• **OBJECTIVE**
Give the material once more, word for word, without any images.

• **SUPPLIED MATERIAL**
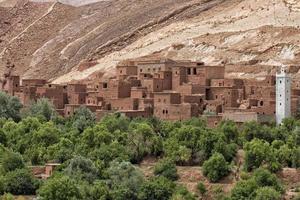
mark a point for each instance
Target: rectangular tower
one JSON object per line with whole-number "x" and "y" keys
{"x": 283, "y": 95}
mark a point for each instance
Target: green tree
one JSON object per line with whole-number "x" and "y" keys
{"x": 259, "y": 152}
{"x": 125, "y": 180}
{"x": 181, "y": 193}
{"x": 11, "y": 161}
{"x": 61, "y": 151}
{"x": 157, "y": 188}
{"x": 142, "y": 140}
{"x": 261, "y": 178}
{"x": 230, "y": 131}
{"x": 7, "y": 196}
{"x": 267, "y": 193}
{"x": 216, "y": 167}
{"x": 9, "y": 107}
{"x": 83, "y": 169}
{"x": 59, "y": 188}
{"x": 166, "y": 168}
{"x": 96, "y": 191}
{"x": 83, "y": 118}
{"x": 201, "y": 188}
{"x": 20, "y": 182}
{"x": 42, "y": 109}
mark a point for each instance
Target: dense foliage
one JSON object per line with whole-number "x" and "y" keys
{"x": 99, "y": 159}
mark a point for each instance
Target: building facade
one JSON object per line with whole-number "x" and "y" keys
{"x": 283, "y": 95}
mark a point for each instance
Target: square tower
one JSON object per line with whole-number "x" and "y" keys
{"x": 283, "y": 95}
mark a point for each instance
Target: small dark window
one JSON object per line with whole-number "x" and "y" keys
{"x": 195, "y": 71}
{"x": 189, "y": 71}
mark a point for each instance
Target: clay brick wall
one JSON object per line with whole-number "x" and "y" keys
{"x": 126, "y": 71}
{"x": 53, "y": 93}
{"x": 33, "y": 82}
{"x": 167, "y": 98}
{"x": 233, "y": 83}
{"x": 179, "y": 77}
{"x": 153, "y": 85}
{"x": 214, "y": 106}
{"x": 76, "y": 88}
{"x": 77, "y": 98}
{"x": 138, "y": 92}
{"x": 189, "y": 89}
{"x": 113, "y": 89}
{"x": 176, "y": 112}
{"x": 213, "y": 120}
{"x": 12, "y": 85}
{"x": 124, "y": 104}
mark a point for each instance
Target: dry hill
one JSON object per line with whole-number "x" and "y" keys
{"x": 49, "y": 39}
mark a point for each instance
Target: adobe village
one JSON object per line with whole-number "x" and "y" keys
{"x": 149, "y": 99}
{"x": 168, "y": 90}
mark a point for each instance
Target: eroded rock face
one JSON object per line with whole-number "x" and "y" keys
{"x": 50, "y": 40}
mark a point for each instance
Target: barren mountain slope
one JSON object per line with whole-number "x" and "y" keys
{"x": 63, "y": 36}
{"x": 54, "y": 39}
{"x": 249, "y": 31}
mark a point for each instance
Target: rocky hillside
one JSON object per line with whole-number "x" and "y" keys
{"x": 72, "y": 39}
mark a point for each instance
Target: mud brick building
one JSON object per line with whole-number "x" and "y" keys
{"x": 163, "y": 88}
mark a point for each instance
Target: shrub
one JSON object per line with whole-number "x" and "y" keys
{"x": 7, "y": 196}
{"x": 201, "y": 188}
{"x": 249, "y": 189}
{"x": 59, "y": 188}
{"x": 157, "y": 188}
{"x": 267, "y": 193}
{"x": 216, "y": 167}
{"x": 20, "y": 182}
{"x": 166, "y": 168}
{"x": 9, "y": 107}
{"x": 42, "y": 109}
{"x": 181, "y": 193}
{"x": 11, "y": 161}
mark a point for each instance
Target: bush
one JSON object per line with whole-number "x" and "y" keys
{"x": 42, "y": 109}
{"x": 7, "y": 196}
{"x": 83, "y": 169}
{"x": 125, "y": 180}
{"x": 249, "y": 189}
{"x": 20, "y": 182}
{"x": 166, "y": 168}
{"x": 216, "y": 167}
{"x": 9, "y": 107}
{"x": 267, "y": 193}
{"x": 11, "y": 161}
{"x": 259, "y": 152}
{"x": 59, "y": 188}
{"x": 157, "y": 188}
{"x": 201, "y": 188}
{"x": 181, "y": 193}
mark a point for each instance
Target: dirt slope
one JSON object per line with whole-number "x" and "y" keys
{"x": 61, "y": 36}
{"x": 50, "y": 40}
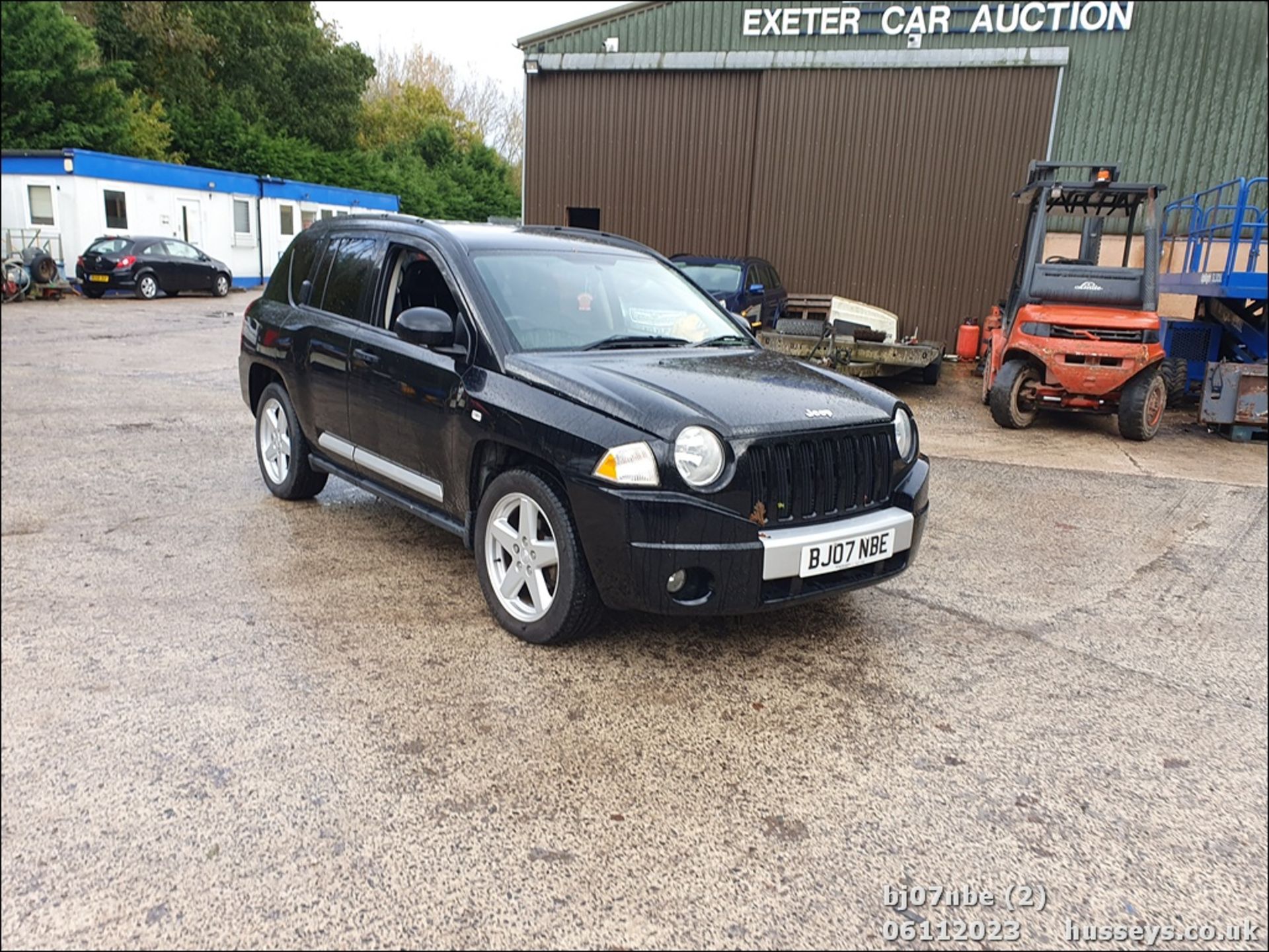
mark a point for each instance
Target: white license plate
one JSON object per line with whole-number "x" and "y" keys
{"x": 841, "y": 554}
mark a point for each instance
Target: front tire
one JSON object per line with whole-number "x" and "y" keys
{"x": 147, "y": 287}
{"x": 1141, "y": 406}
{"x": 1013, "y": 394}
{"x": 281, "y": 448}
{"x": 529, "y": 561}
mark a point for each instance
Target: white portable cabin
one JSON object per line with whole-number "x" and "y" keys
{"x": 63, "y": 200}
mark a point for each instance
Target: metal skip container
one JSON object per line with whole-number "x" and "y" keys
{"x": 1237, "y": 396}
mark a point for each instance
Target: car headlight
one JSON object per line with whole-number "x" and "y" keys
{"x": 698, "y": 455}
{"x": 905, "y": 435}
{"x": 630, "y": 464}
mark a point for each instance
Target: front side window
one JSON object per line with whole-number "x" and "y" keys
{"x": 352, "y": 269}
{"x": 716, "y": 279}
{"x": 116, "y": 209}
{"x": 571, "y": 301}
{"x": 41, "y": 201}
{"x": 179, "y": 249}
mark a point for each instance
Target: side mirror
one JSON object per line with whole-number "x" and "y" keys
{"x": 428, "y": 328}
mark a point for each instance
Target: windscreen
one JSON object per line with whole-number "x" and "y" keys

• **ANSWER TO THIS EXERCISE**
mark a point for each instance
Target: rectangular tower
one JSON object per line with whole-number "x" and "y" keys
{"x": 283, "y": 95}
mark a point for each instance
Target: green tree
one JSON object per line with whole-number "x" and "y" keys
{"x": 259, "y": 152}
{"x": 125, "y": 180}
{"x": 181, "y": 193}
{"x": 11, "y": 161}
{"x": 61, "y": 151}
{"x": 157, "y": 188}
{"x": 142, "y": 140}
{"x": 261, "y": 178}
{"x": 230, "y": 131}
{"x": 7, "y": 196}
{"x": 267, "y": 193}
{"x": 216, "y": 167}
{"x": 9, "y": 107}
{"x": 83, "y": 169}
{"x": 59, "y": 188}
{"x": 166, "y": 168}
{"x": 96, "y": 191}
{"x": 83, "y": 118}
{"x": 201, "y": 188}
{"x": 20, "y": 182}
{"x": 42, "y": 109}
mark a point for each instance
Target: dense foliage
one JSON object per line with whole-number "x" and "y" keys
{"x": 99, "y": 159}
mark a point for each instance
Target: building facade
one JSON object per line with whole-number "x" and "y" keys
{"x": 283, "y": 95}
mark a point for each instance
Target: square tower
one JSON object per line with whole-number "x" and "y" keys
{"x": 283, "y": 95}
mark a point for each instance
Target: small dark window
one JSON object per line with whole-number "x" and "y" keys
{"x": 195, "y": 71}
{"x": 189, "y": 71}
mark a point for each instance
Target: clay brick wall
one JSON object per line with whole-number "x" and "y" keys
{"x": 126, "y": 71}
{"x": 53, "y": 93}
{"x": 33, "y": 82}
{"x": 167, "y": 98}
{"x": 233, "y": 83}
{"x": 179, "y": 77}
{"x": 153, "y": 85}
{"x": 214, "y": 106}
{"x": 76, "y": 88}
{"x": 77, "y": 98}
{"x": 138, "y": 92}
{"x": 189, "y": 89}
{"x": 113, "y": 89}
{"x": 176, "y": 112}
{"x": 213, "y": 120}
{"x": 12, "y": 85}
{"x": 124, "y": 104}
mark a point for each instance
Target: dry hill
one JSON object per line with whole-number "x" and "y" keys
{"x": 49, "y": 39}
mark a point for each instance
Target: adobe village
one JSON object per line with whole-number "x" and "y" keys
{"x": 149, "y": 99}
{"x": 168, "y": 90}
mark a point for each instance
Target: eroded rock face
one JSON object per line with whole-number "x" and "y" keys
{"x": 50, "y": 40}
mark a point for each instance
Target: barren mountain slope
one JSON object per line with whole-number "x" and "y" keys
{"x": 63, "y": 36}
{"x": 54, "y": 39}
{"x": 249, "y": 31}
mark a point for each instance
Target: rocky hillside
one JSON object per line with whole-number "x" and "y" keys
{"x": 72, "y": 39}
mark a point for each instance
Target: mud brick building
one JSON object per line with whole-number "x" and "y" keys
{"x": 163, "y": 88}
mark a point for each instance
Target: shrub
one JSON object per line with whole-number "x" and "y" keys
{"x": 7, "y": 196}
{"x": 201, "y": 188}
{"x": 249, "y": 189}
{"x": 59, "y": 188}
{"x": 157, "y": 188}
{"x": 267, "y": 193}
{"x": 216, "y": 167}
{"x": 20, "y": 182}
{"x": 166, "y": 168}
{"x": 9, "y": 107}
{"x": 42, "y": 109}
{"x": 181, "y": 193}
{"x": 11, "y": 161}
mark a point for each instance
Target: bush
one JSON object per line with whole-number "x" and "y" keys
{"x": 42, "y": 109}
{"x": 7, "y": 196}
{"x": 83, "y": 169}
{"x": 125, "y": 180}
{"x": 249, "y": 189}
{"x": 20, "y": 182}
{"x": 166, "y": 168}
{"x": 216, "y": 167}
{"x": 9, "y": 107}
{"x": 267, "y": 193}
{"x": 11, "y": 161}
{"x": 259, "y": 152}
{"x": 59, "y": 188}
{"x": 157, "y": 188}
{"x": 201, "y": 188}
{"x": 181, "y": 193}
mark a point for each instance
Target: dirt slope
one JSON object per line with whole-number "x" and "y" keys
{"x": 61, "y": 36}
{"x": 50, "y": 40}
mark a point for each instance
Target: white license plate
one JSON object per line with whole-number "x" and "y" keys
{"x": 841, "y": 554}
mark a point for each instance
Target: front tire
one JSON object per line with whole-number "x" and "y" keys
{"x": 147, "y": 287}
{"x": 1141, "y": 406}
{"x": 1013, "y": 394}
{"x": 281, "y": 448}
{"x": 529, "y": 561}
mark a point for each instance
Target: white portable cabin
one JSON object per line with whole-number "x" and "y" keys
{"x": 63, "y": 200}
mark a point for each instance
Target: metal skip container
one JSON object per line with whole-number "x" and "y" keys
{"x": 1237, "y": 396}
mark a point for each instance
Target: car headlight
one JSON object per line with whole-number "x" and "y" keys
{"x": 698, "y": 455}
{"x": 905, "y": 435}
{"x": 630, "y": 464}
mark a point for each instance
Target: front side window
one JSON object per line with whole-number "x" and "y" keys
{"x": 352, "y": 269}
{"x": 716, "y": 279}
{"x": 116, "y": 209}
{"x": 571, "y": 301}
{"x": 41, "y": 201}
{"x": 179, "y": 249}
mark a point for each instance
Target: side mirror
one JSON object per line with whole-number "x" and "y" keys
{"x": 428, "y": 328}
mark a point for each instance
Target: windscreen
one JSON object per line with whole-number "x" and "y" keys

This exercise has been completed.